Your objective: Swap "marker" for "dot" in the lines starting at the one containing "Task: point out every instance of the strawberry stem" and ending at the last line, leaving everything else unchanged. Return only those lines.

Input for this task:
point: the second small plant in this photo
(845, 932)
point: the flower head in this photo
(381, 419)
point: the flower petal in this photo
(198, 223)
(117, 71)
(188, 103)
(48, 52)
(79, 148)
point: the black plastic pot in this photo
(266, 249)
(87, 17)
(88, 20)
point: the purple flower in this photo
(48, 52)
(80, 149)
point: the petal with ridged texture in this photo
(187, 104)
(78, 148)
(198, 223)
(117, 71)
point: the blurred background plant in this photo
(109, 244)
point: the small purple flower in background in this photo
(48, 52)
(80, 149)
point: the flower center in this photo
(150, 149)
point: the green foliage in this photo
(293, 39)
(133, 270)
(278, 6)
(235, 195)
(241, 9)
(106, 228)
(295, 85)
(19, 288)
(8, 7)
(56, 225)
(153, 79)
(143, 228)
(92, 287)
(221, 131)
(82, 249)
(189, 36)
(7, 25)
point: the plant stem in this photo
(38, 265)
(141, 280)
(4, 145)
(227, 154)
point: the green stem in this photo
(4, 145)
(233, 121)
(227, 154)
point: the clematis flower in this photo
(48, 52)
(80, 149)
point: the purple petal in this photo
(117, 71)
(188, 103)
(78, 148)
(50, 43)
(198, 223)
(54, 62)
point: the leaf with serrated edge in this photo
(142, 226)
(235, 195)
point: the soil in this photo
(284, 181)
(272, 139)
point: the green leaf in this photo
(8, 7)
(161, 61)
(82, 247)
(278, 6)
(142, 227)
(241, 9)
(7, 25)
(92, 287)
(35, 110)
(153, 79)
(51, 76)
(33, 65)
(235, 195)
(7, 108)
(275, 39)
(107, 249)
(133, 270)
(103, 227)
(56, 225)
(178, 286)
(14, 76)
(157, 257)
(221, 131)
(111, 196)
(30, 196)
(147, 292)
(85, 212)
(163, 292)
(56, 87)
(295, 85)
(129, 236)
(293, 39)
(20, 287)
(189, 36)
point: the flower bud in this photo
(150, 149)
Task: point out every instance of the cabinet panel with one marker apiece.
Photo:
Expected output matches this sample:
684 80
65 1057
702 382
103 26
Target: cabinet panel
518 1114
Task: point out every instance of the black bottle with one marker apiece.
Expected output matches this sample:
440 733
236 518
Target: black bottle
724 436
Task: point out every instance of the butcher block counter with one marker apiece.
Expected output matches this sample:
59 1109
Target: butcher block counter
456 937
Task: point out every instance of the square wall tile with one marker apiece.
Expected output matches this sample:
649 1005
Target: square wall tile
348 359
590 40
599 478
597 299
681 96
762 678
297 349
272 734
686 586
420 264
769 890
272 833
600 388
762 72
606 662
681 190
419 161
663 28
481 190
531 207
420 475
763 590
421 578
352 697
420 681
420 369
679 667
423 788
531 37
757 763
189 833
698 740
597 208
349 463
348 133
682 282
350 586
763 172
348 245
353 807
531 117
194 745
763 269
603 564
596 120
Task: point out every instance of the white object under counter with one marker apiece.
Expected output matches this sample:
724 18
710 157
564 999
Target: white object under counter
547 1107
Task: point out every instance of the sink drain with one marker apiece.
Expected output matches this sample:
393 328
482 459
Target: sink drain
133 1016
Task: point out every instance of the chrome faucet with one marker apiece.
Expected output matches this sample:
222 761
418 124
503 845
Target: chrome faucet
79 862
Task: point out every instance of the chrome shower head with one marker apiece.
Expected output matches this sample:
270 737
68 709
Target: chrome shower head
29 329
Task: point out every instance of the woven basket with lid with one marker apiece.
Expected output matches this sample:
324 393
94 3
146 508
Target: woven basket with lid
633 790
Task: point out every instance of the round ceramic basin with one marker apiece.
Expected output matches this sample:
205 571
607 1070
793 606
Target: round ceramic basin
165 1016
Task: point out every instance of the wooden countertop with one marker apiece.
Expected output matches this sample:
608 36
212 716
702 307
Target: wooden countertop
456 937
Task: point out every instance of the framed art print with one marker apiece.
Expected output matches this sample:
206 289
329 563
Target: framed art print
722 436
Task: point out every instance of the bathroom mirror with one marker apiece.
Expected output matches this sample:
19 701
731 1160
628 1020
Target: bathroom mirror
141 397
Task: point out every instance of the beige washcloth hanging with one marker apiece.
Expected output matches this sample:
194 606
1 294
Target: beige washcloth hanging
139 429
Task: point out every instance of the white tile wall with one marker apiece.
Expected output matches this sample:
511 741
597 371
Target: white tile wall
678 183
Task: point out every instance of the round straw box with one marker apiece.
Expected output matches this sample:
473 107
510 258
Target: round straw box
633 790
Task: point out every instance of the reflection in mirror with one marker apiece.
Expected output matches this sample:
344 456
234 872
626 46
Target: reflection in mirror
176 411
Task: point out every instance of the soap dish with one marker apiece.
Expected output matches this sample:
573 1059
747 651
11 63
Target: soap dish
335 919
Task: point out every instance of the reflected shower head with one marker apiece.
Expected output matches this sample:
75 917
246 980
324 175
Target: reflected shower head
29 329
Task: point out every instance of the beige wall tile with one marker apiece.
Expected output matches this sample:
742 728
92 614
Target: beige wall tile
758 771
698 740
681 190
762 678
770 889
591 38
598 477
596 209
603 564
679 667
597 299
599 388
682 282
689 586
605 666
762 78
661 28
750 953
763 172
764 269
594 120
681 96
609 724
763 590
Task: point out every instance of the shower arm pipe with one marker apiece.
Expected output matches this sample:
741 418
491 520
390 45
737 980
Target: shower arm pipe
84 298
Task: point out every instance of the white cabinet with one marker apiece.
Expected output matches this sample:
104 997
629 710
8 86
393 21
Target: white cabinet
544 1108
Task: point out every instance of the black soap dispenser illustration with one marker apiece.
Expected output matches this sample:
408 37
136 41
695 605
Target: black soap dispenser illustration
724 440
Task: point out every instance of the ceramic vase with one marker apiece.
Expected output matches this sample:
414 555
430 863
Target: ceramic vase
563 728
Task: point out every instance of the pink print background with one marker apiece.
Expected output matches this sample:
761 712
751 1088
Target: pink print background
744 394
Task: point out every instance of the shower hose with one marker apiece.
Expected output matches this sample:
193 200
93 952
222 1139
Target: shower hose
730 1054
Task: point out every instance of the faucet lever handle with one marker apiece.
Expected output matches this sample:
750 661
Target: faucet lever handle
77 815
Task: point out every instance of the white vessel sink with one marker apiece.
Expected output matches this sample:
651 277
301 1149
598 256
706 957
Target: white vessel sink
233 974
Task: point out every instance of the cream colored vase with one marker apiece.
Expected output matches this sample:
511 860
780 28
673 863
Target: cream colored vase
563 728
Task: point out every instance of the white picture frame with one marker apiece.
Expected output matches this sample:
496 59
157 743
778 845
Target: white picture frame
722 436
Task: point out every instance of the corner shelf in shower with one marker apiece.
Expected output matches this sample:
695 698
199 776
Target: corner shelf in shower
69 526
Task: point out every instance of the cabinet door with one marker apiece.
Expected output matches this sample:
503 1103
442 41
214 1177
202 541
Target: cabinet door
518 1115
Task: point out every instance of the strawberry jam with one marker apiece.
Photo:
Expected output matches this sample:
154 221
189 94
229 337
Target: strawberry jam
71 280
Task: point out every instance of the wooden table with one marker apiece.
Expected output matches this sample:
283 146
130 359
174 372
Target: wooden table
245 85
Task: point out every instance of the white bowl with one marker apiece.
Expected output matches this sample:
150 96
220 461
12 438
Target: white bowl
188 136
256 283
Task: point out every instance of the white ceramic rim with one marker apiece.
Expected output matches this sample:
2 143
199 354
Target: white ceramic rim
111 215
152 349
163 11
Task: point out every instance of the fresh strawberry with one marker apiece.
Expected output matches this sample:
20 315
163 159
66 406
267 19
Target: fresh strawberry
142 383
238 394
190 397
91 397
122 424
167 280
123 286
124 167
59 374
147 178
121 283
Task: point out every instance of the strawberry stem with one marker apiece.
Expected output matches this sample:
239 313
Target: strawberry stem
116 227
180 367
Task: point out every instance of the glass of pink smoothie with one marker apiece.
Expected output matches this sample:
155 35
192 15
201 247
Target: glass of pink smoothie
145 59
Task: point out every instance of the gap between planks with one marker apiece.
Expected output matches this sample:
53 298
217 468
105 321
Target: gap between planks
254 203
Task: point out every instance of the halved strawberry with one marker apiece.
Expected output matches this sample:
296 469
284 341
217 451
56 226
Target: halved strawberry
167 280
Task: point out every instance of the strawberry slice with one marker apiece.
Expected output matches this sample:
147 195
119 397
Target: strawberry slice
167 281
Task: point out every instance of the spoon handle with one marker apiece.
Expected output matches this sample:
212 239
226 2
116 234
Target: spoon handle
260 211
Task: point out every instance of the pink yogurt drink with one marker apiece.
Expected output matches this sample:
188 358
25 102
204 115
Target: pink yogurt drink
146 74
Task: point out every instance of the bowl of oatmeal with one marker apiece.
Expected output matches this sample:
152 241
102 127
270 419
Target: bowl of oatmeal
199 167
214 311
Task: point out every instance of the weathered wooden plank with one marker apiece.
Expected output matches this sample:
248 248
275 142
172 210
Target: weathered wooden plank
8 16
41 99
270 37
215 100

Task result:
Task: point out every instance of the strawberry stem with one dot apiece.
Expected output matches this sample:
239 313
Target: strawberry stem
116 227
180 367
Task: point out every instance of the glass of pink smoothie with one dot apiece.
Expected output matches this sample:
155 35
192 15
201 247
Target: glass of pink smoothie
145 59
Task: point out every instance of the gap between planks with one dot apiece.
Expected output matches this sample:
53 298
217 468
105 321
Target: gap between planks
254 203
Task: point out every instance of the halved strawberry with one dot apiece.
Expected output matches this sample:
296 469
284 341
217 451
56 226
Target: halved strawberry
167 280
Task: point out every instance of the strawberry slice with one dot apiece.
Expected output matches this sample:
147 195
119 397
Target: strawberry slice
167 281
Task: point out every instance of the spoon handle with one dot apiece.
Expected output matches this sample:
212 239
226 2
116 234
Target: spoon handle
260 211
Task: point out every instance of the pink yogurt drink with one dot apiece.
Expected output matches this sample:
188 358
25 102
204 115
Target: pink yogurt drink
146 74
Task: point out every instance of the bowl of oatmeal with one dot apiece.
Expected output matches this sample:
152 241
102 127
270 419
Target: bowl of oatmeal
199 167
214 311
Task: point out every instance of the weathered wooden plank with one dot apiece.
Expected output matches this sample:
248 248
275 142
172 210
Target: weathered wooden plank
8 16
41 99
270 37
215 100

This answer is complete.